Stored items:
--------

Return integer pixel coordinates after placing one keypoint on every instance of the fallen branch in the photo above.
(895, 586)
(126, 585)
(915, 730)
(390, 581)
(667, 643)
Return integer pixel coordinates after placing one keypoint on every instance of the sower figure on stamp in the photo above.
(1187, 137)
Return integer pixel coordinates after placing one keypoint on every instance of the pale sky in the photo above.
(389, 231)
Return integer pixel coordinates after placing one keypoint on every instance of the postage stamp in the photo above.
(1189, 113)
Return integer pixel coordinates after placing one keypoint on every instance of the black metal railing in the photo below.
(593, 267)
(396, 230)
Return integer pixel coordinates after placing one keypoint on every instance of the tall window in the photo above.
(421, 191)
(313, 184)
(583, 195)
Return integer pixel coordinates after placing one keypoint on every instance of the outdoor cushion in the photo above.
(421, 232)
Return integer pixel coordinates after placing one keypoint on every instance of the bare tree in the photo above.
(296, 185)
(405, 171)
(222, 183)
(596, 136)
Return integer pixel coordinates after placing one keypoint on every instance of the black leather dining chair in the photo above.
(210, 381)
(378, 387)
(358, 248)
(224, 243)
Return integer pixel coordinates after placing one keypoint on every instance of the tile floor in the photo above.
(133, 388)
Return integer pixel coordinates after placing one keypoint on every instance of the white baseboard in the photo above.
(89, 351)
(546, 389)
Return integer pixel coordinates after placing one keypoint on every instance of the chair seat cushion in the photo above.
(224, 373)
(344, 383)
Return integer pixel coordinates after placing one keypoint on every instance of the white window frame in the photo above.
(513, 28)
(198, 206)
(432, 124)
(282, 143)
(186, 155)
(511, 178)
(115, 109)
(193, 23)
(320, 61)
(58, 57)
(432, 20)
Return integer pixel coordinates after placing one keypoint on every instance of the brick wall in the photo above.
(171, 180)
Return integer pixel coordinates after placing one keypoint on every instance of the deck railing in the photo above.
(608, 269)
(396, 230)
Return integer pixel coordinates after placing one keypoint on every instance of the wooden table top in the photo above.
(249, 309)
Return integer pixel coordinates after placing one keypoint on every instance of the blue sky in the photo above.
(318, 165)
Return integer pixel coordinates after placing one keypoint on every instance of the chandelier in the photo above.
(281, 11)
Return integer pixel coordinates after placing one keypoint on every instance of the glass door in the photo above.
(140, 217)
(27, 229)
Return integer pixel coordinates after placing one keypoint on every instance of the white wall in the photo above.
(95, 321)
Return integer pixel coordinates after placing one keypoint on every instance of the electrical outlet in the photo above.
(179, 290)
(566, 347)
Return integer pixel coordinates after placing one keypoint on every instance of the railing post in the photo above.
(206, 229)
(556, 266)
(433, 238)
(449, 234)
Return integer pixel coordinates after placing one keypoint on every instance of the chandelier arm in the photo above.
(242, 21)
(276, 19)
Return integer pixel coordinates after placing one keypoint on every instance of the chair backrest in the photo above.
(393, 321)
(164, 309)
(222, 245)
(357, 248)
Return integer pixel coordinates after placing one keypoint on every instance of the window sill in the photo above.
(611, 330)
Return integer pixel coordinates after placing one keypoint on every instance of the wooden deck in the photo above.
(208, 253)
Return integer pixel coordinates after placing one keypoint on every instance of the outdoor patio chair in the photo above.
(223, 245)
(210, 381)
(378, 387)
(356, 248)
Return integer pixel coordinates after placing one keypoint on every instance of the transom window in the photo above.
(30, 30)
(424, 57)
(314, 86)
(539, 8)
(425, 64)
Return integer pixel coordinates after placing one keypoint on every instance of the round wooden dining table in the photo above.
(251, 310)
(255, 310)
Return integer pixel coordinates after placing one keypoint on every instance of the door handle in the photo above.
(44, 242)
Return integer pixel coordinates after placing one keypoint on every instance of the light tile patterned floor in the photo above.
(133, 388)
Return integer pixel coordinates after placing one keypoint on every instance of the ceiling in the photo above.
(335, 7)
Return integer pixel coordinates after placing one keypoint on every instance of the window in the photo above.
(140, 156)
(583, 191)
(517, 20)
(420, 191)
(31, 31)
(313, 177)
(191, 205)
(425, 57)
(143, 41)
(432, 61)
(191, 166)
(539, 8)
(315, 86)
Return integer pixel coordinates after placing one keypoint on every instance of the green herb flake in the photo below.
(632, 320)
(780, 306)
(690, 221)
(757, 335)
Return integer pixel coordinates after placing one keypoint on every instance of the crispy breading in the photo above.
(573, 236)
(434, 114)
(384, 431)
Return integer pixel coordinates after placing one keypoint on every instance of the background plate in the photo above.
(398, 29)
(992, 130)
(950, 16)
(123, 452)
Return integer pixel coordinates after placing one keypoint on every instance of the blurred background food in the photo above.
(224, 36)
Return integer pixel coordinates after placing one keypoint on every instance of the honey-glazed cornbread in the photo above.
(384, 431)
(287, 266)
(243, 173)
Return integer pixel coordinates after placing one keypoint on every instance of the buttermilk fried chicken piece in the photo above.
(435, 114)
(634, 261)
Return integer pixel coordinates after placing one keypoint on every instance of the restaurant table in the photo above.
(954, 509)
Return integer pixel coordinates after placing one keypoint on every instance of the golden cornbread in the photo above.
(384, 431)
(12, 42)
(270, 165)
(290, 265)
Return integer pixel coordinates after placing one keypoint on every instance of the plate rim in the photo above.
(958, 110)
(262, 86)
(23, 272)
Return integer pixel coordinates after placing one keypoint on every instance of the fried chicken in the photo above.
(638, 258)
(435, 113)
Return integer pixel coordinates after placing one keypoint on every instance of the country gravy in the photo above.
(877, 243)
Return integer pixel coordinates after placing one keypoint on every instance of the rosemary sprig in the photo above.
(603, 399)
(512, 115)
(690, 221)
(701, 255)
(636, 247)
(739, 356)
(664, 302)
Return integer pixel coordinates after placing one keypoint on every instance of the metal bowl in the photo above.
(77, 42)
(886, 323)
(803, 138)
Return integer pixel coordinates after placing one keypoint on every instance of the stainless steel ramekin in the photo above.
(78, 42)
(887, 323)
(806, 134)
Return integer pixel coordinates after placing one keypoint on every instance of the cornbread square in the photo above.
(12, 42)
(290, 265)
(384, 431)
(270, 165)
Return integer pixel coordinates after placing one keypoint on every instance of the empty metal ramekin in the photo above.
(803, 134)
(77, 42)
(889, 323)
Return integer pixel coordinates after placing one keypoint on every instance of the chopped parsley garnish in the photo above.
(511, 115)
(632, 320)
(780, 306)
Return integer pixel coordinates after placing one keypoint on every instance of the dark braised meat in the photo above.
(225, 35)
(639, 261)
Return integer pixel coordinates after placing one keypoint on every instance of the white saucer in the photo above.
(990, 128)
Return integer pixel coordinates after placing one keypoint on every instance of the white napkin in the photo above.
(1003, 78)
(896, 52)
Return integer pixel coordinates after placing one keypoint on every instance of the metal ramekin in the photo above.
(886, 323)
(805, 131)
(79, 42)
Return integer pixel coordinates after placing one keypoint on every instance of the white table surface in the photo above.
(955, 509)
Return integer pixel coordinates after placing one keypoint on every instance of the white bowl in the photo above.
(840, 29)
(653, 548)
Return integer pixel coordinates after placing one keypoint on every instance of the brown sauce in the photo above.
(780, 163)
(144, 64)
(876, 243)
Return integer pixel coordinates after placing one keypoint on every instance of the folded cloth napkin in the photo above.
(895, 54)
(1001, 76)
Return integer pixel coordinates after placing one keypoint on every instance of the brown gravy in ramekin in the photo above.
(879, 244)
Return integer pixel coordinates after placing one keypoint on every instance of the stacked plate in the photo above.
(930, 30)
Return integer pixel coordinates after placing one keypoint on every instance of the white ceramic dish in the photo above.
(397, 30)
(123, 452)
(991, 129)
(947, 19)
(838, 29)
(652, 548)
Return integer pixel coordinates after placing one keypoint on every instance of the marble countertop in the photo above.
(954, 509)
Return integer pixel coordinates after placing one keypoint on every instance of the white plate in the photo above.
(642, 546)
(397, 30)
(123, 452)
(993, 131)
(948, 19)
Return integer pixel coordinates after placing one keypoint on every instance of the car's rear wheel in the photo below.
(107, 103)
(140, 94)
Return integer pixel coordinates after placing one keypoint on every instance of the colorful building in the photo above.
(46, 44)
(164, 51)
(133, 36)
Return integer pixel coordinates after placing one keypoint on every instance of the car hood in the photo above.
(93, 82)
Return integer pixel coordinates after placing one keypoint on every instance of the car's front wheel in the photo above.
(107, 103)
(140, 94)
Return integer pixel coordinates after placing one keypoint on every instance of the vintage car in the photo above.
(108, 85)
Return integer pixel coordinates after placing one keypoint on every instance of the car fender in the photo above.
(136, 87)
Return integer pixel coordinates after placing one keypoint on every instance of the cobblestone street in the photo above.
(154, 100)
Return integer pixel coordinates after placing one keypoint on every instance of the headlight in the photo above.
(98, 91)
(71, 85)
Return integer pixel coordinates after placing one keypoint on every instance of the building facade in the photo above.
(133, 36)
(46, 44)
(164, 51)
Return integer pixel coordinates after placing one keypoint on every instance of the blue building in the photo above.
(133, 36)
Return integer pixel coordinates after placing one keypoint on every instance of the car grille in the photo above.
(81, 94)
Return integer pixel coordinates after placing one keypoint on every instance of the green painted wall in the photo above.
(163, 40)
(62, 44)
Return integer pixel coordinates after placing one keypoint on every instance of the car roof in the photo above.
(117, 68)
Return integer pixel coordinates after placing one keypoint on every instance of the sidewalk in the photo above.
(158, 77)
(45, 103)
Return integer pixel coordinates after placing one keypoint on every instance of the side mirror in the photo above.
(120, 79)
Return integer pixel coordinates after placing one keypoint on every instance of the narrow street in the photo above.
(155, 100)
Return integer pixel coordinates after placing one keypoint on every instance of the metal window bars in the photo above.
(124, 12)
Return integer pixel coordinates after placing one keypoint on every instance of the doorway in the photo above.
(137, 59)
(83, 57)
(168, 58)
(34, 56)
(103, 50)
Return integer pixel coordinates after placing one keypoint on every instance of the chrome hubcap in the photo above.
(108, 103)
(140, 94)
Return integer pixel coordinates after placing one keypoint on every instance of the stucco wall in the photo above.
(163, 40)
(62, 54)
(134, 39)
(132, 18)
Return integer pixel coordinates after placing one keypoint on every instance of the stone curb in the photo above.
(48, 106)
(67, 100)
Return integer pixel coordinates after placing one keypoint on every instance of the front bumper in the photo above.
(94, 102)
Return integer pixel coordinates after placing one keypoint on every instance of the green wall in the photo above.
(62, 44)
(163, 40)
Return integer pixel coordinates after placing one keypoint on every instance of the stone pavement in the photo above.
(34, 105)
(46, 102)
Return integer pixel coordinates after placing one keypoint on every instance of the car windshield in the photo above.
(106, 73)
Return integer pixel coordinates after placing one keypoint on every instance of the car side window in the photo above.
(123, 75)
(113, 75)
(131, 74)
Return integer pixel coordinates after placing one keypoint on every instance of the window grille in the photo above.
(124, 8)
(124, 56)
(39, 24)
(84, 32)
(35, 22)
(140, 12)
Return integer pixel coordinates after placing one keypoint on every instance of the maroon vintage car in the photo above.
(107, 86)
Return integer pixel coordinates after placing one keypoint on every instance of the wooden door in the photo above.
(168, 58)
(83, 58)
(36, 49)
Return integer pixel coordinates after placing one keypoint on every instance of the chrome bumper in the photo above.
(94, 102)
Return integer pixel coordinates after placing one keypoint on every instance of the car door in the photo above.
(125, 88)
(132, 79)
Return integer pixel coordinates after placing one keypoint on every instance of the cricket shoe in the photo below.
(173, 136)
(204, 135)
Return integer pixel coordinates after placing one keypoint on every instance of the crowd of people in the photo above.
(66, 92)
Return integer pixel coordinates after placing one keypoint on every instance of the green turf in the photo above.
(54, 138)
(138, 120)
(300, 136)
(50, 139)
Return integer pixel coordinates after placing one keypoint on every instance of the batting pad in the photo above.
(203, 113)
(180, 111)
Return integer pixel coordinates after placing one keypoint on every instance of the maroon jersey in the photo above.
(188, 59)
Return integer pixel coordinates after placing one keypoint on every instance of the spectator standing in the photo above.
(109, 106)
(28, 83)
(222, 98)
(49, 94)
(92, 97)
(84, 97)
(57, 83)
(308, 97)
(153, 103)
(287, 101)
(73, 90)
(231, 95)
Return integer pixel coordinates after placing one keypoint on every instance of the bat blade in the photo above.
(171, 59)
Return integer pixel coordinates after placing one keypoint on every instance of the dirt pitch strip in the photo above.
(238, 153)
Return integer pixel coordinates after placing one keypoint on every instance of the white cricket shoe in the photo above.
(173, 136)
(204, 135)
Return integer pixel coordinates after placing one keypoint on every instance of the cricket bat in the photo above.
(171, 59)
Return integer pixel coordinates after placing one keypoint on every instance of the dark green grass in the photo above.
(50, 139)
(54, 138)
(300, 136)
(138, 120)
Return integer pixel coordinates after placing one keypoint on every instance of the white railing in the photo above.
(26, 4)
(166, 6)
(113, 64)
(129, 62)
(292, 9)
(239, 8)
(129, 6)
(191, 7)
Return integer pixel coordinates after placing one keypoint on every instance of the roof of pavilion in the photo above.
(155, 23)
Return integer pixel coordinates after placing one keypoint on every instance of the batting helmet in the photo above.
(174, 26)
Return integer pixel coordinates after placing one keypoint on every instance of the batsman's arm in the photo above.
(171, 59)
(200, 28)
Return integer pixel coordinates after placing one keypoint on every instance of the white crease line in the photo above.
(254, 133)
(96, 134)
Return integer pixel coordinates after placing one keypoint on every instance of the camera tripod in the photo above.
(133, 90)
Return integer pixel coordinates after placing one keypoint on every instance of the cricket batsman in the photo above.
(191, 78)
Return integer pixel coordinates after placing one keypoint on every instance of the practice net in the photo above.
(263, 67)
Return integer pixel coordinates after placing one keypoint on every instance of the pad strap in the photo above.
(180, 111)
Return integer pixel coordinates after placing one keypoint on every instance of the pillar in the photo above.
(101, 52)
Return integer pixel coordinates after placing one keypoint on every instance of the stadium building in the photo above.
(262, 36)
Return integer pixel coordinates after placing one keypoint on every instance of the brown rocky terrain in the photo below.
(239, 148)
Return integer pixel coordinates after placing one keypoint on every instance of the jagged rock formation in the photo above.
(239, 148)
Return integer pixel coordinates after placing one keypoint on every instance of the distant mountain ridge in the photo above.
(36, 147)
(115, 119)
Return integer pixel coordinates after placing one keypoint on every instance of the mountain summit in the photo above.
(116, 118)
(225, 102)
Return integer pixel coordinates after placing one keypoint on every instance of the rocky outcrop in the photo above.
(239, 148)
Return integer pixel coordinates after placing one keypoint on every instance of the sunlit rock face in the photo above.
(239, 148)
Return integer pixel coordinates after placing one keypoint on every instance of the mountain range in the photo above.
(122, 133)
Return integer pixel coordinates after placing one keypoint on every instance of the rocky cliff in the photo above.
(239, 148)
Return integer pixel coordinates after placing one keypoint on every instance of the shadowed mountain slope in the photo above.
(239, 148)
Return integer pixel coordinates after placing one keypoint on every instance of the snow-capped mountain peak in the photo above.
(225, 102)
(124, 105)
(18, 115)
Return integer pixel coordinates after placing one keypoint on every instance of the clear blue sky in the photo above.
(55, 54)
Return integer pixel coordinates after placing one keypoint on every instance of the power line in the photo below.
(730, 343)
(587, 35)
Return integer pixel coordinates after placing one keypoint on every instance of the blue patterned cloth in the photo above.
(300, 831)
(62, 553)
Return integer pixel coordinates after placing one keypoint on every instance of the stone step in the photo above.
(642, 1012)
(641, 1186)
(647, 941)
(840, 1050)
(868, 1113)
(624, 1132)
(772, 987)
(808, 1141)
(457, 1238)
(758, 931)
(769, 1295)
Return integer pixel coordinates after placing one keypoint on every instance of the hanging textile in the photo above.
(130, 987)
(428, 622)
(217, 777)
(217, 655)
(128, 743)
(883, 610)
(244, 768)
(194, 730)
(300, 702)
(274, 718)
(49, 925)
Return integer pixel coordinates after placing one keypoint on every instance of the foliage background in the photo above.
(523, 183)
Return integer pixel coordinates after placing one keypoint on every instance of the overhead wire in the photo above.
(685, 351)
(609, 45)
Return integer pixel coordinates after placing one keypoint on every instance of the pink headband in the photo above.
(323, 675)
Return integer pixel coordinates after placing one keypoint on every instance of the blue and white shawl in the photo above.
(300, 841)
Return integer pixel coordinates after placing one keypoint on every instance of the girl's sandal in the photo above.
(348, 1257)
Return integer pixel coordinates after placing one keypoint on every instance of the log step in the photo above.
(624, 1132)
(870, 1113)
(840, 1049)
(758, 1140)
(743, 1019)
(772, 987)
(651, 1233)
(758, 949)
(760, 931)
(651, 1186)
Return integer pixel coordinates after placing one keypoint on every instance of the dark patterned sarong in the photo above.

--------

Everything from the line with "wire in the photo above." to the end of the listing above needs to be duplicated exactly, both end lines included, with nothing more.

Return integer pixel coordinates after placing one keypoint on every instance of the overhead wire in the photo above.
(685, 351)
(609, 45)
Return integer pixel coordinates after placing one keypoint on every instance of the pink headband in the photo above.
(323, 675)
Return integer pixel coordinates after placing one keypoint on every instance of the blue and white shawl in the photo above.
(300, 841)
Return integer pixel coordinates after placing one keypoint on every instance of the girl's sandal in the photo above.
(348, 1257)
Return integer pixel coordinates after placing one keypoint on every instance of the log step in the photo above.
(624, 1132)
(870, 1113)
(840, 1049)
(758, 1140)
(743, 1019)
(772, 987)
(651, 1233)
(758, 949)
(760, 931)
(651, 1186)
Return integer pixel coordinates after placing one keypoint on every instance of the dark patterned sarong in the photo above.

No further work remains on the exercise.